*BRIEF*: Please reproduce all of the material below word for word, leaving out the pictures.

*THE INPUT*:
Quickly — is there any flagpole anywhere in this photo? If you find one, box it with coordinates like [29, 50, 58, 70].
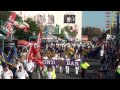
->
[27, 45, 32, 61]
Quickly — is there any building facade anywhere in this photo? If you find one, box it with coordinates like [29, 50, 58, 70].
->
[15, 11, 82, 40]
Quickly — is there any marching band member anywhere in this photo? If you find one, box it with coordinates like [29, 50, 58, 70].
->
[25, 60, 34, 79]
[47, 66, 56, 79]
[15, 66, 29, 79]
[65, 55, 70, 74]
[75, 53, 81, 75]
[16, 60, 24, 70]
[58, 55, 64, 74]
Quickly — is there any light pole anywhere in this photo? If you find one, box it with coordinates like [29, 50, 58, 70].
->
[116, 11, 120, 47]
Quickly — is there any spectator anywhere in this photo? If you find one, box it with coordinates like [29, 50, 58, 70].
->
[2, 65, 13, 79]
[15, 66, 29, 79]
[25, 60, 34, 79]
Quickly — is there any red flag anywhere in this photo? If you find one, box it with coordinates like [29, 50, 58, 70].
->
[28, 45, 44, 67]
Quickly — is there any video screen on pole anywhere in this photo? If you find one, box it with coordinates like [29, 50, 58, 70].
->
[64, 14, 75, 23]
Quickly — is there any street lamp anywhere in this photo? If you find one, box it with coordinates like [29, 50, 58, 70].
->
[116, 11, 120, 47]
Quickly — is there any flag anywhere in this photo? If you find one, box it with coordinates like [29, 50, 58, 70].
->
[28, 44, 44, 67]
[7, 46, 18, 64]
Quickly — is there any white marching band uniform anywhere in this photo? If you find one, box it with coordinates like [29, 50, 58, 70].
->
[65, 56, 70, 74]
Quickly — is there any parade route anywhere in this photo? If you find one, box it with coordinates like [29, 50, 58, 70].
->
[33, 60, 100, 79]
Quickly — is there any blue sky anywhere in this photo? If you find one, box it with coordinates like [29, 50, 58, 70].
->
[82, 11, 106, 29]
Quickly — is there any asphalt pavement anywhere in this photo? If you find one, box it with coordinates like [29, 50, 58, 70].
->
[33, 59, 114, 79]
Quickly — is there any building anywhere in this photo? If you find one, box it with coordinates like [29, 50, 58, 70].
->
[15, 11, 82, 40]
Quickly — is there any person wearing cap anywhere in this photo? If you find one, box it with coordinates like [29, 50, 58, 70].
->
[15, 66, 29, 79]
[0, 61, 3, 79]
[16, 60, 24, 70]
[47, 66, 56, 79]
[64, 55, 70, 74]
[25, 60, 34, 79]
[80, 60, 90, 79]
[75, 53, 81, 75]
[115, 62, 120, 79]
[2, 65, 13, 79]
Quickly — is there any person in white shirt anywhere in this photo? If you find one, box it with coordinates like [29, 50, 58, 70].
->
[15, 66, 29, 79]
[1, 65, 13, 79]
[58, 55, 64, 74]
[0, 61, 3, 79]
[25, 60, 34, 79]
[100, 49, 104, 60]
[67, 16, 71, 23]
[75, 54, 81, 75]
[43, 55, 48, 60]
[65, 55, 70, 74]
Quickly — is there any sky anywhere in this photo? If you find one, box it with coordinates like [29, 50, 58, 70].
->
[82, 11, 106, 30]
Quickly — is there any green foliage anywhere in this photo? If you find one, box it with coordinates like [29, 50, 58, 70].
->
[82, 27, 103, 40]
[14, 18, 40, 40]
[63, 26, 77, 37]
[0, 11, 11, 22]
[55, 26, 77, 39]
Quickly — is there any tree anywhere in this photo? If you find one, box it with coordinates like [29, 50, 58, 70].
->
[0, 11, 11, 22]
[82, 27, 103, 40]
[14, 18, 40, 40]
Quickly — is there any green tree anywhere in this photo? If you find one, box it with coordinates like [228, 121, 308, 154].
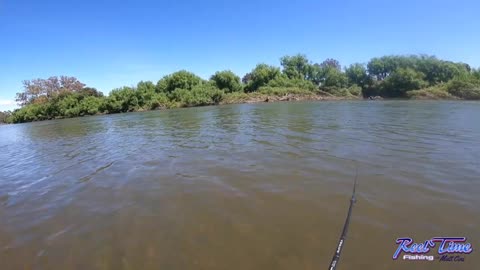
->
[16, 76, 85, 106]
[105, 86, 139, 113]
[0, 111, 12, 124]
[210, 70, 243, 93]
[345, 63, 370, 88]
[171, 84, 224, 107]
[280, 54, 311, 80]
[156, 70, 203, 93]
[244, 64, 282, 92]
[381, 68, 428, 97]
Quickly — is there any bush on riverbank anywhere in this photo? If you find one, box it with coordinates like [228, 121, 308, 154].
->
[6, 54, 480, 123]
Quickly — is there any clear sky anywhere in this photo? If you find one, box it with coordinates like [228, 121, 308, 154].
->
[0, 0, 480, 110]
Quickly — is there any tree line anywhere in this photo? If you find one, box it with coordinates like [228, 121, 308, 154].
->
[0, 54, 480, 123]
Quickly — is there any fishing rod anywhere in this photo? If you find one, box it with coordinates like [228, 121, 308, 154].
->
[328, 165, 358, 270]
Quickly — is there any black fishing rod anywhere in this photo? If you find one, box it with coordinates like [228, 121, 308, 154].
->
[328, 166, 358, 270]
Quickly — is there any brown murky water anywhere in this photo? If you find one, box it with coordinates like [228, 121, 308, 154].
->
[0, 101, 480, 270]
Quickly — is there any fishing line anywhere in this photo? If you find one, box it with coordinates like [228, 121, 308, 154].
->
[328, 164, 358, 270]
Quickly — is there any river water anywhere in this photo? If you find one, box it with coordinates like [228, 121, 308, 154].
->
[0, 101, 480, 270]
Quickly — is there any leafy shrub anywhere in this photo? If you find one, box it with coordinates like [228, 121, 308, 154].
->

*FINISHED EXERCISE*:
Quickly — is there any flagpole anywhere in this photo? If you find one, box it with coordinates like [29, 50, 58, 70].
->
[27, 45, 32, 61]
Quickly — is there any building facade anywhere in this photo? If you find one, box it with coordinates like [29, 50, 58, 70].
->
[15, 11, 82, 40]
Quickly — is there any marching band member anywhere in this photo? If you find one, box it with coordinates like [29, 50, 58, 70].
->
[25, 60, 34, 79]
[47, 66, 56, 79]
[15, 66, 29, 79]
[65, 55, 70, 74]
[75, 53, 81, 75]
[16, 60, 24, 70]
[58, 55, 64, 74]
Quickly — is there any light pole anywhere in this photo? If you find one, box it with coordinates like [29, 50, 58, 70].
->
[116, 11, 120, 47]
Quickly — is there any spectator anywhere in this photo? If you find one, box it with coordinates like [29, 50, 58, 70].
->
[2, 65, 13, 79]
[15, 66, 29, 79]
[25, 60, 34, 79]
Quickly — is there any red flag anywhere in this photo? If you find one, box it with coordinates like [29, 50, 58, 70].
->
[28, 45, 44, 67]
Quickly — is there any video screen on pole anywhere in this photo? If you find one, box it with coordinates like [29, 50, 58, 70].
->
[64, 14, 75, 23]
Quickly — is there any street lamp anywhere in this photo? If you find one, box it with coordinates like [29, 50, 58, 70].
->
[116, 11, 120, 47]
Quickly — is there any flag anywhere in this photo? If you find one, box it with coordinates like [29, 50, 58, 70].
->
[28, 44, 44, 67]
[7, 46, 18, 64]
Quickly — is there any white marching band uniform anywhere in this photo? If you find one, box it with coordinates like [29, 50, 58, 70].
->
[65, 56, 70, 74]
Quickly — is there any parade route anywhere in this photo? If you find one, box it with coordinates like [29, 50, 58, 70].
->
[33, 60, 100, 79]
Quickly — is there any blue sky anywhere in this photo? If you find one, box it with coordinates like [29, 50, 58, 70].
->
[82, 11, 106, 29]
Quickly — is there any asphalt pavement anywhere in this photo? If you find one, box it with coordinates like [29, 50, 58, 70].
->
[33, 59, 114, 79]
Quickly — is there any building anywhere in this photo? If you find one, box it with coordinates like [29, 50, 58, 70].
->
[15, 11, 82, 40]
Quickly — is there any person wearing cap anywhere in this photo? If you find one, box it with coordinates like [29, 50, 58, 70].
->
[15, 66, 29, 79]
[0, 61, 3, 79]
[16, 60, 24, 70]
[47, 66, 56, 79]
[64, 55, 70, 74]
[25, 60, 34, 79]
[80, 60, 90, 79]
[75, 53, 81, 75]
[115, 62, 120, 79]
[2, 65, 13, 79]
Quickly — is there any person in white shirt anywhere in this photo? If you find one, box it with coordinates like [29, 50, 58, 70].
->
[15, 66, 29, 79]
[1, 65, 13, 79]
[58, 55, 64, 74]
[0, 61, 3, 79]
[25, 60, 34, 79]
[100, 49, 104, 60]
[67, 16, 71, 23]
[75, 54, 81, 75]
[43, 55, 48, 60]
[65, 55, 70, 74]
Quickly — is there any sky anywhere in this photo? If you find one, box it with coordinates like [29, 50, 58, 70].
->
[82, 11, 106, 30]
Quickly — is there any green foliage anywhere in this photo? If you find one, box it with coordinates like [29, 50, 58, 70].
->
[82, 27, 103, 40]
[14, 18, 40, 40]
[63, 26, 77, 37]
[0, 11, 11, 22]
[55, 26, 77, 39]
Quickly — is there any tree anywhere in this photo? If you find one, box it with coordinates like [29, 50, 58, 70].
->
[0, 11, 11, 22]
[82, 27, 103, 40]
[14, 18, 40, 40]
Quickly — is there any green tree anywhere in this photo? If you find one, box it with coordinates like [228, 121, 308, 154].
->
[16, 76, 85, 106]
[105, 86, 139, 113]
[0, 111, 12, 124]
[210, 70, 243, 93]
[345, 63, 370, 88]
[171, 84, 224, 107]
[280, 54, 311, 80]
[156, 70, 203, 93]
[244, 64, 282, 92]
[381, 68, 428, 97]
Quickly — is there any bush on riverbank anywhere in this photo? If you find one, box it with coordinates like [228, 121, 308, 154].
->
[6, 54, 480, 123]
Quickly — is there any clear sky anywhere in this photo? If you find one, box it with coordinates like [228, 121, 308, 154].
->
[0, 0, 480, 110]
Quickly — is there any tree line anywhere in this photo? If you find one, box it with coordinates like [228, 121, 308, 154].
->
[0, 54, 480, 123]
Quickly — is there any fishing rod anywhere in this photo? If you find one, box it with coordinates like [228, 121, 308, 154].
->
[328, 165, 358, 270]
Quickly — is there any black fishing rod anywhere in this photo? If you find one, box it with coordinates like [228, 121, 308, 154].
->
[328, 166, 358, 270]
Quickly — is there any brown murky water anywhere in this photo? If you find one, box it with coordinates like [228, 121, 308, 154].
->
[0, 101, 480, 270]
Quickly — is there any fishing line anywhere in this photo? If you find one, box it with coordinates like [228, 121, 308, 154].
->
[328, 164, 358, 270]
Quickly — is there any river water anywhere in this photo? If you find one, box it with coordinates like [228, 121, 308, 154].
->
[0, 101, 480, 270]
Quickly — is there any leafy shrub anywhere in this photo? If you find one, box it with coordinates like [228, 121, 308, 154].
->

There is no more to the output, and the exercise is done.